>> start

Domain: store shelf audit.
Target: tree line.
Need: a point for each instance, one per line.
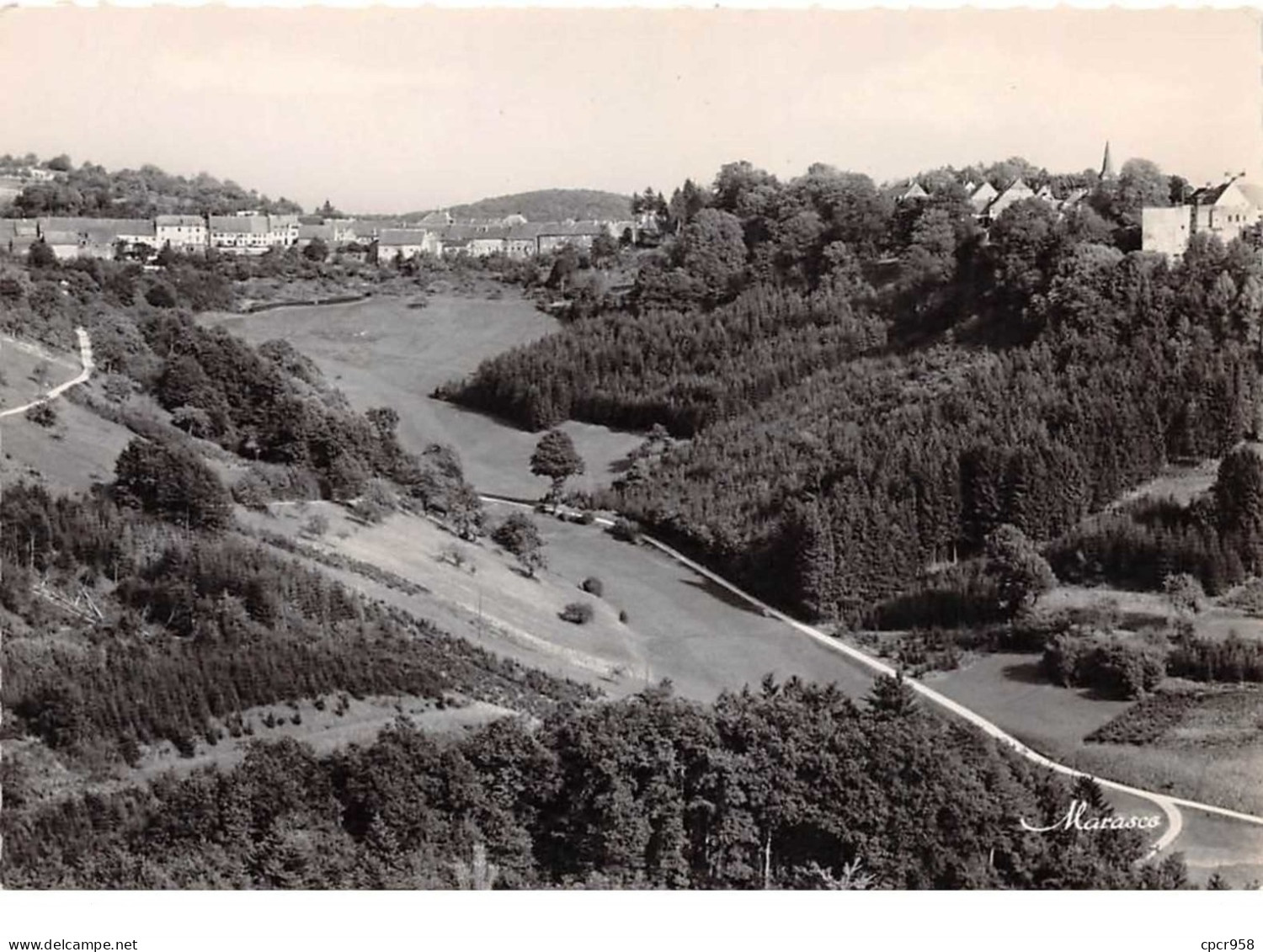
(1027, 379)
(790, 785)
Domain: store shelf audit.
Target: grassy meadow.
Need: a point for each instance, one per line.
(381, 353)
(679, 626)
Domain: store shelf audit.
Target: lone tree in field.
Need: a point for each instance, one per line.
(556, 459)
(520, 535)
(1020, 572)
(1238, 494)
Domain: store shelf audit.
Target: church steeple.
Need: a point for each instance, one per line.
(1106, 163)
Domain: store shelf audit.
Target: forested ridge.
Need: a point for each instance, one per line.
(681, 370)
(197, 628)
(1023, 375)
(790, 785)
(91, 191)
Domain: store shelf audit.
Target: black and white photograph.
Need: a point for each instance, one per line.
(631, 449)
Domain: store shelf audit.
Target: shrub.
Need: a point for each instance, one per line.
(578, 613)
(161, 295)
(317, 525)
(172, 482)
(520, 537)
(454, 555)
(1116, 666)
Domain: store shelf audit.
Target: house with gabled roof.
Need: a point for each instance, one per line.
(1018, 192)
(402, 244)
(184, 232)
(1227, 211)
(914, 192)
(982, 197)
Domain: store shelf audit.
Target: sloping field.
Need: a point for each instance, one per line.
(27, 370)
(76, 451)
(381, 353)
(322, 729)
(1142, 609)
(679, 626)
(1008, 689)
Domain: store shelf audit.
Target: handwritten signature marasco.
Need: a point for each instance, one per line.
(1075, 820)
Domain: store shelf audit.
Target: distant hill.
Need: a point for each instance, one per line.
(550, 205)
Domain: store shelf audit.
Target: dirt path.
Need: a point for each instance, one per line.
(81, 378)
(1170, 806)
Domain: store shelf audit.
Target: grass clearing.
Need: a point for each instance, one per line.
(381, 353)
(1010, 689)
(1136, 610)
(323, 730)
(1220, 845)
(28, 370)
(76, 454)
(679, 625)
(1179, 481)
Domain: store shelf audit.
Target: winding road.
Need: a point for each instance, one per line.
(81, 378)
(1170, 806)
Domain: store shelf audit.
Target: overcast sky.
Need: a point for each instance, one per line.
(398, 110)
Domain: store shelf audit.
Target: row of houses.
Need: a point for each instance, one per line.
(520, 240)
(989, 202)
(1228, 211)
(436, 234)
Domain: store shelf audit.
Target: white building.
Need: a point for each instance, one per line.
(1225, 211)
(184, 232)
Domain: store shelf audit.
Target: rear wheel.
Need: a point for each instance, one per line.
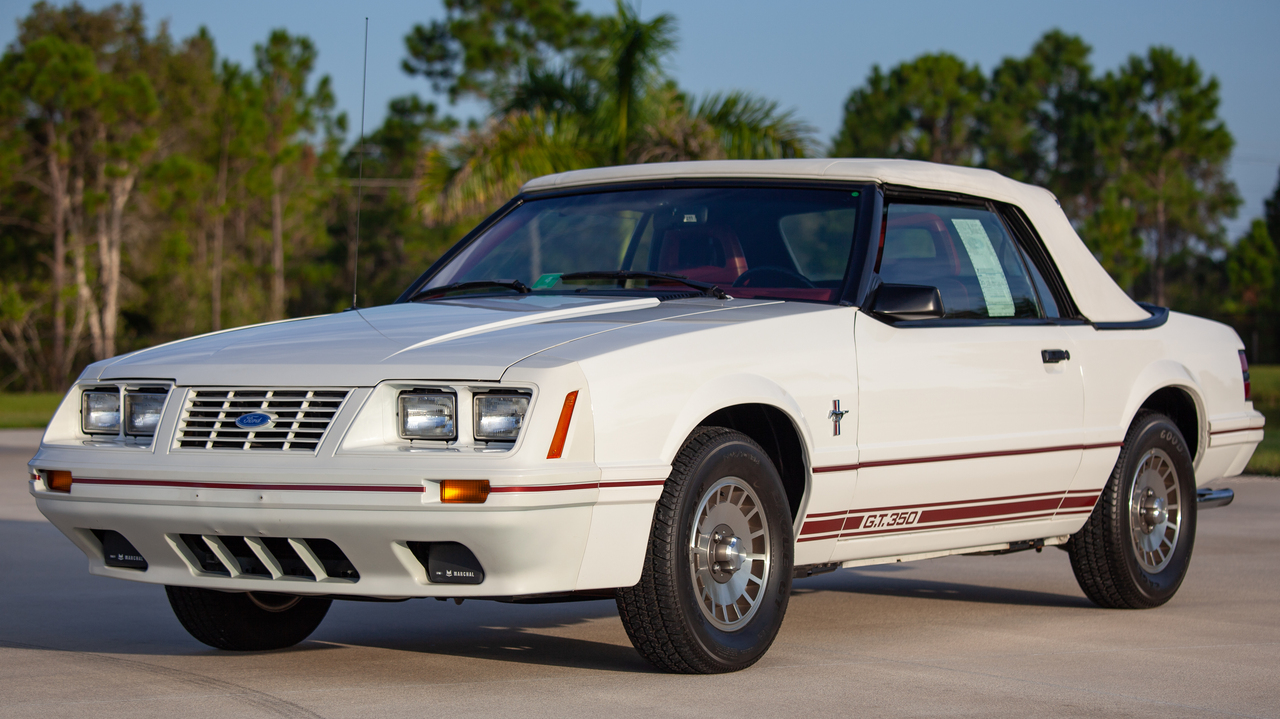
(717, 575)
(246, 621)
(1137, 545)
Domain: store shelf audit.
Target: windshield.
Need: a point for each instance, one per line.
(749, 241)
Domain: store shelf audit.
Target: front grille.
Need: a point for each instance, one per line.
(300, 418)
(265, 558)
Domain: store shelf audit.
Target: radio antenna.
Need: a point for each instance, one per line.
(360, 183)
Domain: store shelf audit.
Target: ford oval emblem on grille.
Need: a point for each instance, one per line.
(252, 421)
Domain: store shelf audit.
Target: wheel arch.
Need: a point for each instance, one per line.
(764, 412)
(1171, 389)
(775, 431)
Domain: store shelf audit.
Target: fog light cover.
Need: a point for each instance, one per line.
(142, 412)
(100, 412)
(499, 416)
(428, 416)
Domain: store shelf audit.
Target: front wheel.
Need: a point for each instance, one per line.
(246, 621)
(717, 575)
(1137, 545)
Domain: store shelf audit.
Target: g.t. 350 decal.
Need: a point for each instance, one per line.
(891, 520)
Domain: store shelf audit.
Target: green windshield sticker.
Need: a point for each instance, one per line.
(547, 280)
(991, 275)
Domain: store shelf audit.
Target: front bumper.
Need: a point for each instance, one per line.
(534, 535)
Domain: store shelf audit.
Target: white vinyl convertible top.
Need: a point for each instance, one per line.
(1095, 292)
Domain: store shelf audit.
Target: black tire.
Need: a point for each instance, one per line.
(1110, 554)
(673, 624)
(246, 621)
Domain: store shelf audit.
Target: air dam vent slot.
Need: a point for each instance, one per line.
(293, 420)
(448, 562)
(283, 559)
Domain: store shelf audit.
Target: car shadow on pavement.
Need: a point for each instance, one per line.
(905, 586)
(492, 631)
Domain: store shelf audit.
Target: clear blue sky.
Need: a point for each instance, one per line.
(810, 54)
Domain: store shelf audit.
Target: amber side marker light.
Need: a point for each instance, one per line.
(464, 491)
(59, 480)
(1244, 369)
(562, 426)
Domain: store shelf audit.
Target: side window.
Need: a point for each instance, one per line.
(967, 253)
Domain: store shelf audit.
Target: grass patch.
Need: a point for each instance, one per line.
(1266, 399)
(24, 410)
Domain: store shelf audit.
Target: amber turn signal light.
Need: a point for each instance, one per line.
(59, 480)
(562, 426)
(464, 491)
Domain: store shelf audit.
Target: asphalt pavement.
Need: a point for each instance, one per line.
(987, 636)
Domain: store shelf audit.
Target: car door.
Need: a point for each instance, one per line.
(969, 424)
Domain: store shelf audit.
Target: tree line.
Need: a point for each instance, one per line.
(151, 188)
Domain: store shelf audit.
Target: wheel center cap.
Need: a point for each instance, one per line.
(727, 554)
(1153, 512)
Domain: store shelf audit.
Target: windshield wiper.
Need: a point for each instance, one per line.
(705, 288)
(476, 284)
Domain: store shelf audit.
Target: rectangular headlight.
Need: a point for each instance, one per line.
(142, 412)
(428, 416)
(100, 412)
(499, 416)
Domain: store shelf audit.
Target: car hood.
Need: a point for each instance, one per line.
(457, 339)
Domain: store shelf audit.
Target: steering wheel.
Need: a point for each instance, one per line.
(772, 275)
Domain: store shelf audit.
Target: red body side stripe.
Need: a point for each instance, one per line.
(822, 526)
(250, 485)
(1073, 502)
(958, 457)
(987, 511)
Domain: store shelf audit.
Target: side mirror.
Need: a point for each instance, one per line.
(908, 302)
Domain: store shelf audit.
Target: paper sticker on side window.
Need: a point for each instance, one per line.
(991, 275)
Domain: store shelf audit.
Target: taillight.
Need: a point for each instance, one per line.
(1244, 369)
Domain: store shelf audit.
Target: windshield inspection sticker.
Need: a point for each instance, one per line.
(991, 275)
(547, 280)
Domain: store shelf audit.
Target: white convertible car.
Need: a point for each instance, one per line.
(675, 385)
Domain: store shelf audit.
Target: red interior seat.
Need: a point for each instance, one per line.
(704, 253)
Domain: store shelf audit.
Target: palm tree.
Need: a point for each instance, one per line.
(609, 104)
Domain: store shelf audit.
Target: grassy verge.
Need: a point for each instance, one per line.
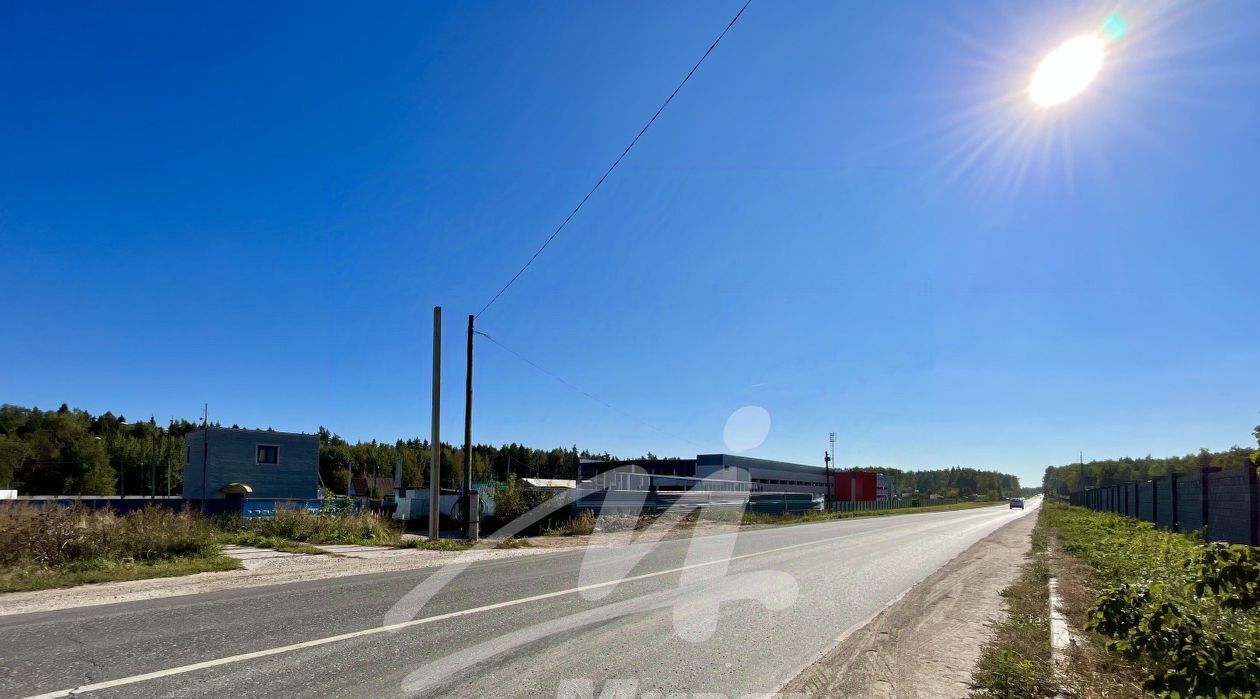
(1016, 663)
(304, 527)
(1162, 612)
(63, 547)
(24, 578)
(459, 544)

>> end

Report how many lines of the items contain the string "side", matching case exactly. Give only the number.

(REPLY) 5